What the exercise asks: Could you repeat, word for word, the line with "Outline crested celosia" and every line after it in the records below, leaving out any pictures?

Stored data
______________________________

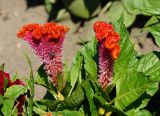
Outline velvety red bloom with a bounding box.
[17,22,69,40]
[93,21,114,41]
[17,24,40,39]
[10,79,25,116]
[94,21,120,60]
[17,22,69,86]
[93,21,120,89]
[0,71,11,95]
[0,70,25,115]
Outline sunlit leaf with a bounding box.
[137,52,160,81]
[83,79,98,116]
[107,1,136,27]
[68,52,83,96]
[51,110,83,116]
[122,0,160,15]
[1,99,14,116]
[57,84,84,111]
[144,16,160,47]
[4,85,27,100]
[62,0,101,19]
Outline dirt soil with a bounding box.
[0,0,160,99]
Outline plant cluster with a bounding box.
[1,0,160,115]
[0,15,160,116]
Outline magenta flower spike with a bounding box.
[17,22,69,86]
[93,21,120,89]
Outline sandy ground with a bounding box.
[0,0,160,99]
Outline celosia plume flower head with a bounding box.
[93,21,120,89]
[93,21,120,60]
[93,21,114,41]
[17,22,69,86]
[17,22,69,40]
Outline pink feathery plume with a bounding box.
[93,21,120,89]
[17,22,69,86]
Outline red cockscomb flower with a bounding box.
[93,21,120,89]
[0,70,11,95]
[17,22,69,86]
[0,70,25,116]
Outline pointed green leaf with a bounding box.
[0,95,3,105]
[107,1,136,27]
[41,99,59,111]
[113,15,137,83]
[137,52,160,81]
[51,110,83,116]
[94,94,126,116]
[83,80,98,116]
[144,16,160,47]
[0,63,5,71]
[57,84,84,111]
[24,54,34,116]
[126,109,152,116]
[68,52,83,96]
[122,0,160,15]
[114,72,158,110]
[33,106,47,115]
[1,99,14,116]
[80,38,99,90]
[4,85,27,100]
[35,64,49,87]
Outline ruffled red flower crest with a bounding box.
[93,21,120,60]
[17,22,69,40]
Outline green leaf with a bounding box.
[83,79,98,116]
[113,15,137,83]
[24,54,34,116]
[4,77,8,90]
[35,64,49,87]
[113,15,159,112]
[107,1,136,27]
[57,84,84,111]
[33,106,47,115]
[83,50,98,80]
[80,38,99,92]
[68,52,83,96]
[62,0,101,19]
[124,84,158,112]
[126,109,152,116]
[1,99,14,116]
[144,16,160,47]
[94,94,126,116]
[0,95,3,105]
[57,72,64,91]
[137,52,160,81]
[10,104,18,116]
[44,0,53,13]
[114,71,157,110]
[0,63,5,71]
[41,99,59,111]
[34,101,47,110]
[51,110,83,116]
[4,85,27,100]
[122,0,160,15]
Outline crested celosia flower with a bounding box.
[17,22,69,86]
[0,70,25,116]
[93,21,120,89]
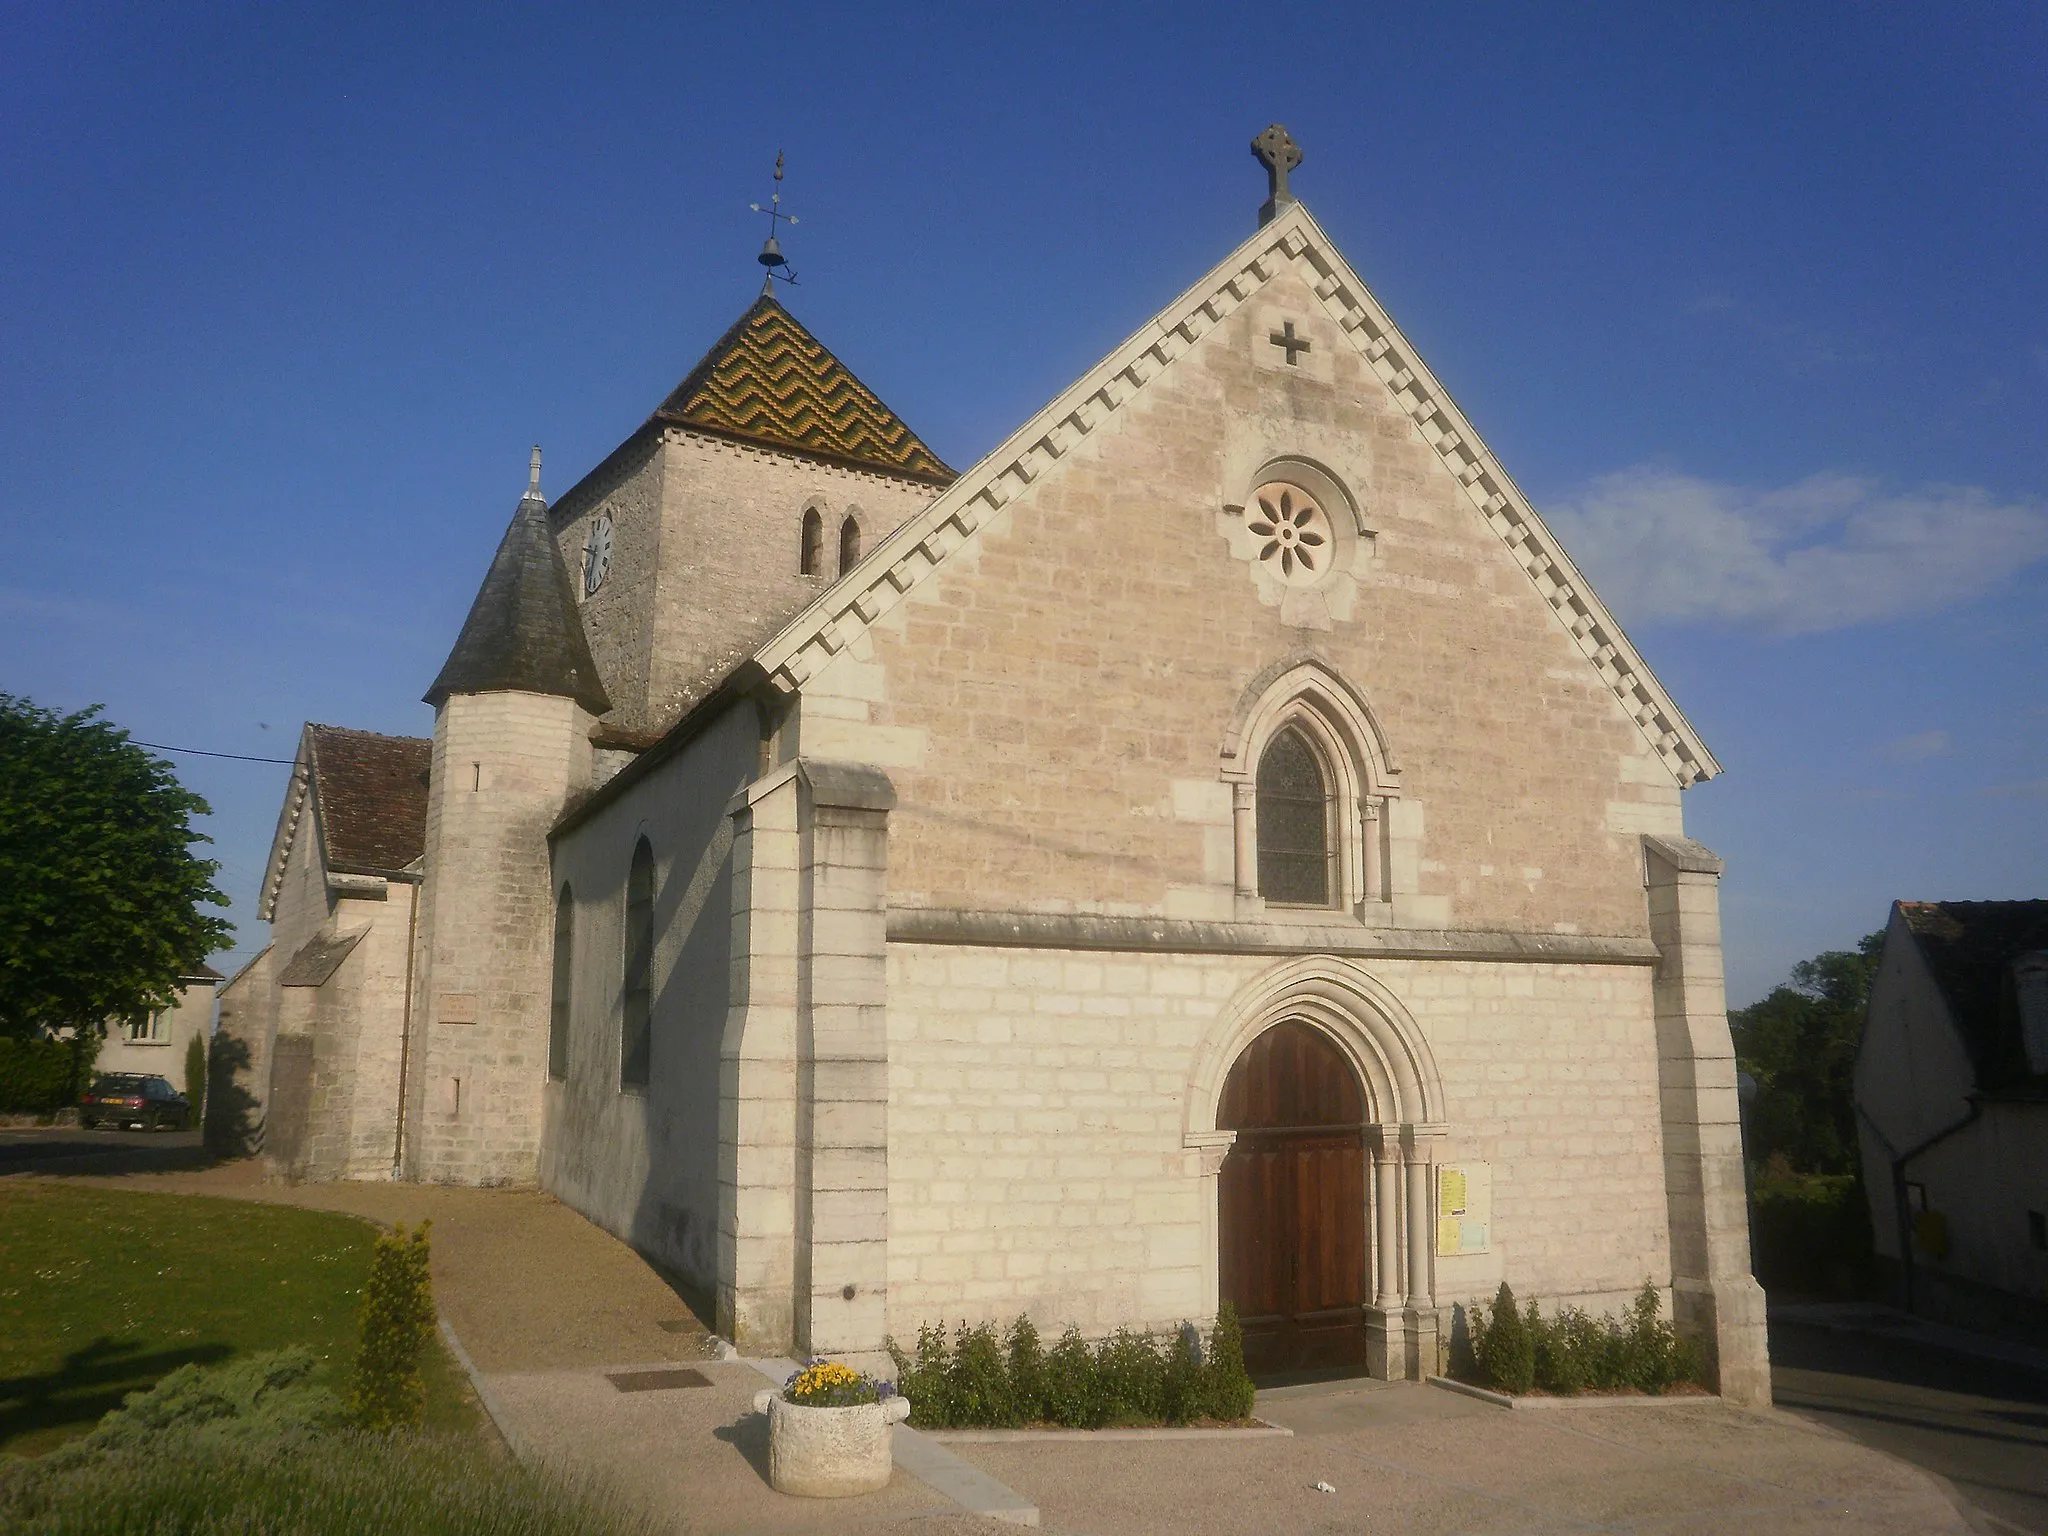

______________________________

Output for this exercise:
Outline crested celosia flower with a bounding box.
[17,22,69,86]
[0,70,25,116]
[93,21,120,89]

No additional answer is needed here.